• _Data in this exercise_
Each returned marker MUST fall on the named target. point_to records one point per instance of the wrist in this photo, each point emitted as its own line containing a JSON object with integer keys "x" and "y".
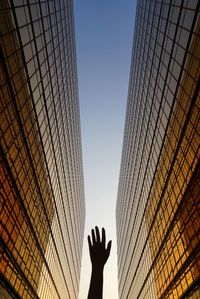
{"x": 97, "y": 268}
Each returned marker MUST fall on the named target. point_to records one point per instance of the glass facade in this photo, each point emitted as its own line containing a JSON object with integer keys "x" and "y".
{"x": 158, "y": 204}
{"x": 42, "y": 207}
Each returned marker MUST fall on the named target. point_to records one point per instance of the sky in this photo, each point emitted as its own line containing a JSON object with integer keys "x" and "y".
{"x": 104, "y": 34}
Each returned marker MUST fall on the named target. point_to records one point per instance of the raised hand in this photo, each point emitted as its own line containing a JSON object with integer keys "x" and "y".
{"x": 99, "y": 254}
{"x": 98, "y": 251}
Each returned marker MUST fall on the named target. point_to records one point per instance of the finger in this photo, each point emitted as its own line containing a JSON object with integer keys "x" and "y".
{"x": 93, "y": 237}
{"x": 89, "y": 243}
{"x": 108, "y": 248}
{"x": 103, "y": 237}
{"x": 97, "y": 234}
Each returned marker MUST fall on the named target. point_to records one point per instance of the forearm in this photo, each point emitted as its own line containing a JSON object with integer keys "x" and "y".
{"x": 96, "y": 284}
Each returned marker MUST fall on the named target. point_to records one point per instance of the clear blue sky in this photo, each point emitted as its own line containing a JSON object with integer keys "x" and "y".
{"x": 104, "y": 34}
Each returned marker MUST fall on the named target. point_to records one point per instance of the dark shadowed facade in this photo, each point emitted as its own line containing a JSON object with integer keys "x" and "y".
{"x": 158, "y": 205}
{"x": 42, "y": 207}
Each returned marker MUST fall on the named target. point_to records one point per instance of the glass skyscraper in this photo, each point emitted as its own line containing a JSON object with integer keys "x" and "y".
{"x": 42, "y": 208}
{"x": 158, "y": 204}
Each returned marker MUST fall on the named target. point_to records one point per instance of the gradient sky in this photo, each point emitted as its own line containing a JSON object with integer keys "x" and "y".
{"x": 104, "y": 34}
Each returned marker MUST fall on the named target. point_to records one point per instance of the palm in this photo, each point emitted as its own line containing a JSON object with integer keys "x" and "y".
{"x": 98, "y": 251}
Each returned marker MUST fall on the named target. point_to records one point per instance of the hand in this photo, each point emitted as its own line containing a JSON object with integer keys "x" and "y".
{"x": 98, "y": 251}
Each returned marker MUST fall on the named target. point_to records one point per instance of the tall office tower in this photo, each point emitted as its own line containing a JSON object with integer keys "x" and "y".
{"x": 42, "y": 208}
{"x": 158, "y": 205}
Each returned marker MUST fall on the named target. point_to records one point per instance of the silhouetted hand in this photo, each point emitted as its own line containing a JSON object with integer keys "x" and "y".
{"x": 98, "y": 255}
{"x": 98, "y": 251}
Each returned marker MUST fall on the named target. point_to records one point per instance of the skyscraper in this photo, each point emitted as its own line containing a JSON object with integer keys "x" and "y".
{"x": 42, "y": 210}
{"x": 158, "y": 204}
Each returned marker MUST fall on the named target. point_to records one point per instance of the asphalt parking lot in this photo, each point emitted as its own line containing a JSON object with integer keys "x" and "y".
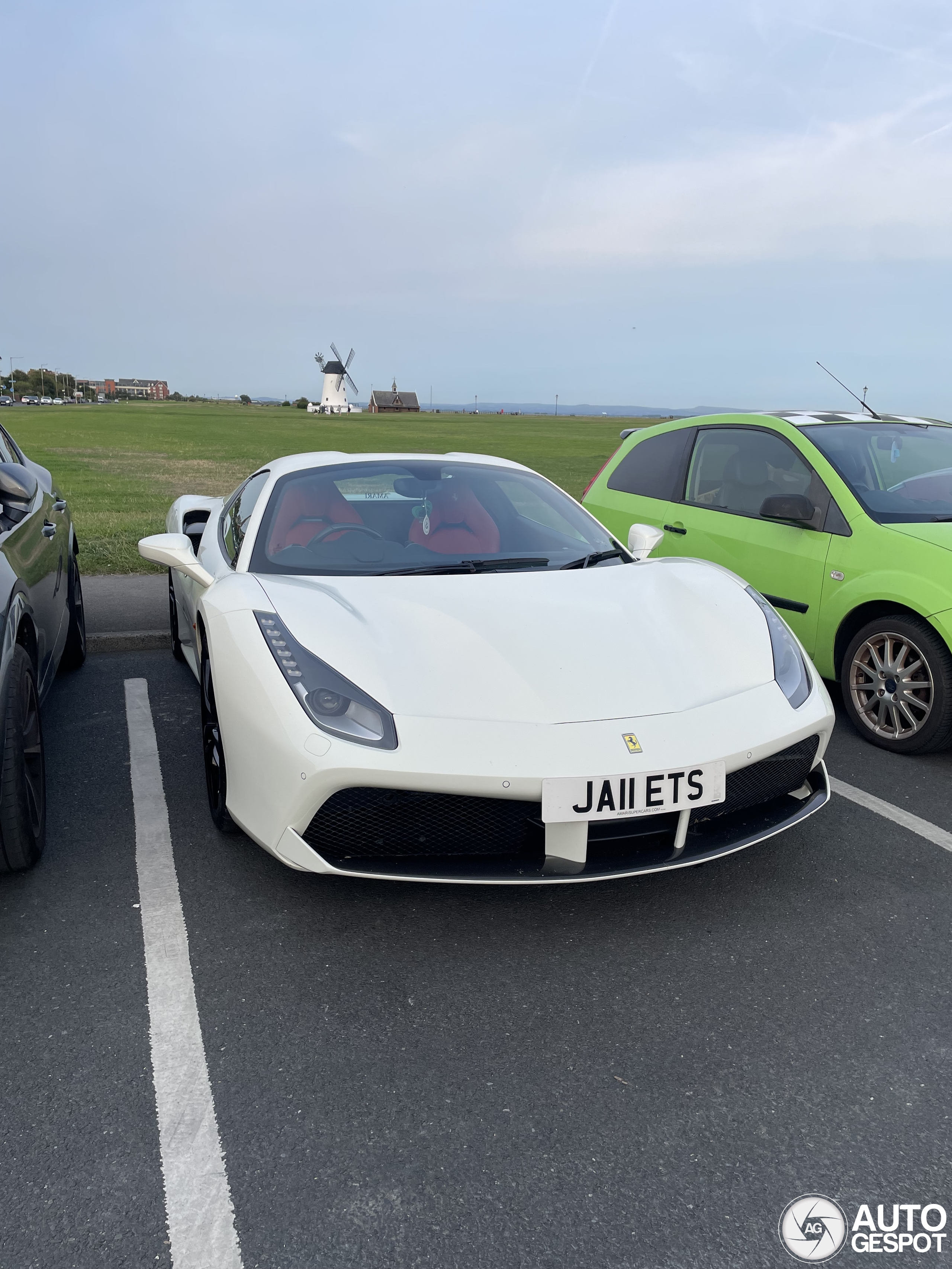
{"x": 624, "y": 1074}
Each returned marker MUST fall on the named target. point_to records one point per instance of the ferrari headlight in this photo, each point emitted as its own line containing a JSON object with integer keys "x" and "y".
{"x": 789, "y": 668}
{"x": 331, "y": 701}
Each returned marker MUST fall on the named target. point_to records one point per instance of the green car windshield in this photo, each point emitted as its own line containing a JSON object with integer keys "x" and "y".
{"x": 902, "y": 473}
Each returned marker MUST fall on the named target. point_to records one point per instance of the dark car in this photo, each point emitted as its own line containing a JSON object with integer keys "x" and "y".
{"x": 44, "y": 631}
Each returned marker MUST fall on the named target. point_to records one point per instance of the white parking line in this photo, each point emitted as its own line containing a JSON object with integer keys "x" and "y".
{"x": 931, "y": 832}
{"x": 197, "y": 1197}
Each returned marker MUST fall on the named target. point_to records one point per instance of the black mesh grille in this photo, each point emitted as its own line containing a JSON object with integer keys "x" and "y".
{"x": 772, "y": 777}
{"x": 390, "y": 824}
{"x": 369, "y": 824}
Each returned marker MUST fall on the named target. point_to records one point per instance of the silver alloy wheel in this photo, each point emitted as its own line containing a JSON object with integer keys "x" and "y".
{"x": 891, "y": 687}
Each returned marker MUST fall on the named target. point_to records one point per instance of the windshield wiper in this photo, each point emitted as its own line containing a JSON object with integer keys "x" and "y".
{"x": 596, "y": 558}
{"x": 470, "y": 566}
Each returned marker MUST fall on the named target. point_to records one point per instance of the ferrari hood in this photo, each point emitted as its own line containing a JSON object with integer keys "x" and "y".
{"x": 612, "y": 642}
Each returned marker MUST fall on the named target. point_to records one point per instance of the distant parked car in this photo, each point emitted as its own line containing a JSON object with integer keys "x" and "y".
{"x": 44, "y": 630}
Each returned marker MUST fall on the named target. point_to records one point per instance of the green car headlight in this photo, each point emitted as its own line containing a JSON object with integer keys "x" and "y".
{"x": 789, "y": 668}
{"x": 331, "y": 701}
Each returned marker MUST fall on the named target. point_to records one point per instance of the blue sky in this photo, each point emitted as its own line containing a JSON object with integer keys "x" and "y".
{"x": 621, "y": 202}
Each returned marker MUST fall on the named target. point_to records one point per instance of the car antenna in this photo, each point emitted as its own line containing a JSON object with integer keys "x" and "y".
{"x": 862, "y": 402}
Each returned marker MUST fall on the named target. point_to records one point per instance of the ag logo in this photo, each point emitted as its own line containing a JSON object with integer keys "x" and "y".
{"x": 813, "y": 1228}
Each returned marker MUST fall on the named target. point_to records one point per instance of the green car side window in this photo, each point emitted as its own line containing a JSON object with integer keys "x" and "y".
{"x": 654, "y": 467}
{"x": 736, "y": 469}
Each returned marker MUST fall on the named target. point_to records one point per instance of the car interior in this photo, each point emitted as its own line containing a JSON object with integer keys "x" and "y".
{"x": 371, "y": 514}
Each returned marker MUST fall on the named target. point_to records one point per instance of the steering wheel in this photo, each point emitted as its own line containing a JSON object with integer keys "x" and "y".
{"x": 343, "y": 528}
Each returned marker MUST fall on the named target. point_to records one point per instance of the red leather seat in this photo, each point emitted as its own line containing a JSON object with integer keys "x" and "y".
{"x": 322, "y": 502}
{"x": 459, "y": 525}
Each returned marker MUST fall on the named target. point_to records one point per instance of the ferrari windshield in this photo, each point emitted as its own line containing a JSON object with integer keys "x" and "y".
{"x": 899, "y": 471}
{"x": 387, "y": 517}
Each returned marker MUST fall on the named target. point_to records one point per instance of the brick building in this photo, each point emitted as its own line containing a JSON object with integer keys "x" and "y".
{"x": 128, "y": 390}
{"x": 394, "y": 402}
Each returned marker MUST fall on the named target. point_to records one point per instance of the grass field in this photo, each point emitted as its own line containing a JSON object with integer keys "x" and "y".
{"x": 120, "y": 466}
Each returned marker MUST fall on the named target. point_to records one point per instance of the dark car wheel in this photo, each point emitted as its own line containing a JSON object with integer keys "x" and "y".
{"x": 897, "y": 685}
{"x": 23, "y": 774}
{"x": 215, "y": 774}
{"x": 75, "y": 651}
{"x": 174, "y": 624}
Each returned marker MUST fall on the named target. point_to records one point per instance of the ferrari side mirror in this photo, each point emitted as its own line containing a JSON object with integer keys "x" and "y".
{"x": 174, "y": 551}
{"x": 643, "y": 540}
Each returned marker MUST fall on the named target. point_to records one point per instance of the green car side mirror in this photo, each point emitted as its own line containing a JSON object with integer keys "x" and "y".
{"x": 787, "y": 507}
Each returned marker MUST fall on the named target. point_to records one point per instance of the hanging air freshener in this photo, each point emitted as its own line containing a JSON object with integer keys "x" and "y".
{"x": 423, "y": 513}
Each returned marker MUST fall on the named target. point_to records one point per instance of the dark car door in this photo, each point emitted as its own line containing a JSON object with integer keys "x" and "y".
{"x": 36, "y": 550}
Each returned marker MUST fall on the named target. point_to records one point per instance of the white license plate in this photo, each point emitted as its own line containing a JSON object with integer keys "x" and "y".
{"x": 617, "y": 798}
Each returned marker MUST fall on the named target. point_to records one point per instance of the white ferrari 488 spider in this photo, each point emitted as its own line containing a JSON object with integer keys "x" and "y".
{"x": 441, "y": 668}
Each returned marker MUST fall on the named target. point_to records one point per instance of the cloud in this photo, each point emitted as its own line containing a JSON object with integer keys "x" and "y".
{"x": 850, "y": 192}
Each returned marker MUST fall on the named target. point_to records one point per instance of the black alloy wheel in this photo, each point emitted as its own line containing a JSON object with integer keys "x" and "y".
{"x": 23, "y": 774}
{"x": 174, "y": 624}
{"x": 897, "y": 682}
{"x": 215, "y": 774}
{"x": 74, "y": 654}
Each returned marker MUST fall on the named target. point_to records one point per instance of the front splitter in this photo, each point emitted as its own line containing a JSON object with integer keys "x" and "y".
{"x": 711, "y": 841}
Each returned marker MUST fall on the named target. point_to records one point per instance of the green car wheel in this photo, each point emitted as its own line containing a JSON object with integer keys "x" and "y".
{"x": 842, "y": 522}
{"x": 898, "y": 686}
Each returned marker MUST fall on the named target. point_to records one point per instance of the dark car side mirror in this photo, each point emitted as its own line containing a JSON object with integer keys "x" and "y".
{"x": 18, "y": 488}
{"x": 787, "y": 507}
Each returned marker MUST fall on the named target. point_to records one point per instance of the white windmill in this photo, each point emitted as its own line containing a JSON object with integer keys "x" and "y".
{"x": 334, "y": 393}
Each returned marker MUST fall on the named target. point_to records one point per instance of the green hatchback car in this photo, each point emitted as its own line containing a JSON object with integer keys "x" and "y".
{"x": 841, "y": 521}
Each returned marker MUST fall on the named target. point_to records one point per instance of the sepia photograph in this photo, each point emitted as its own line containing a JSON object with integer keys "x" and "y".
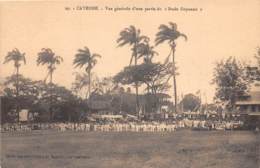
{"x": 130, "y": 84}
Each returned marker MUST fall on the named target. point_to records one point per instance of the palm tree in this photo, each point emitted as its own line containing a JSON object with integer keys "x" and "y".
{"x": 170, "y": 34}
{"x": 85, "y": 58}
{"x": 16, "y": 56}
{"x": 49, "y": 58}
{"x": 145, "y": 50}
{"x": 132, "y": 36}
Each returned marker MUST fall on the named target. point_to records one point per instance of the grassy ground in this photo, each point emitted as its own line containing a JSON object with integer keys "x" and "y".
{"x": 181, "y": 149}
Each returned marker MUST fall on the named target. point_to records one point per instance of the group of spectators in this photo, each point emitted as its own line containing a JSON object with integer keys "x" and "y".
{"x": 127, "y": 126}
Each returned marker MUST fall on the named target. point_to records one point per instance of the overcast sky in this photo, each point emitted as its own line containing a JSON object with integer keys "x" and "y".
{"x": 223, "y": 28}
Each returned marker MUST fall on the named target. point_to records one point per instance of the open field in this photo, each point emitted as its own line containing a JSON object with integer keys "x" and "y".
{"x": 181, "y": 149}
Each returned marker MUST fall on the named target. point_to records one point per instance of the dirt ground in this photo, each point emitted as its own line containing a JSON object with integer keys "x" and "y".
{"x": 180, "y": 149}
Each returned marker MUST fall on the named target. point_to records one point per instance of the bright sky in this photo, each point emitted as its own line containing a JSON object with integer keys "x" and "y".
{"x": 223, "y": 28}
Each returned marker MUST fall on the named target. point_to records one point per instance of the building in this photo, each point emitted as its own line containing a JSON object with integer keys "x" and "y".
{"x": 249, "y": 106}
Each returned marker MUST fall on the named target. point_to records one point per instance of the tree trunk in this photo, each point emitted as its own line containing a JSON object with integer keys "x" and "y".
{"x": 51, "y": 98}
{"x": 174, "y": 79}
{"x": 17, "y": 93}
{"x": 89, "y": 86}
{"x": 136, "y": 84}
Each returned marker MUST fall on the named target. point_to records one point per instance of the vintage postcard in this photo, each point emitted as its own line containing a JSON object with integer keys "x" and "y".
{"x": 130, "y": 84}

• _Exercise aim_
Output exactly the line containing "of the vintage" together with every line after it, ending at the final line of the entries.

• _Written response_
Each returned marker MUST fall on the named target. point_to records one point per instance of the vintage postcard in this photo, each point emitted as its own line containing a JSON object with integer keys "x" and "y".
{"x": 130, "y": 84}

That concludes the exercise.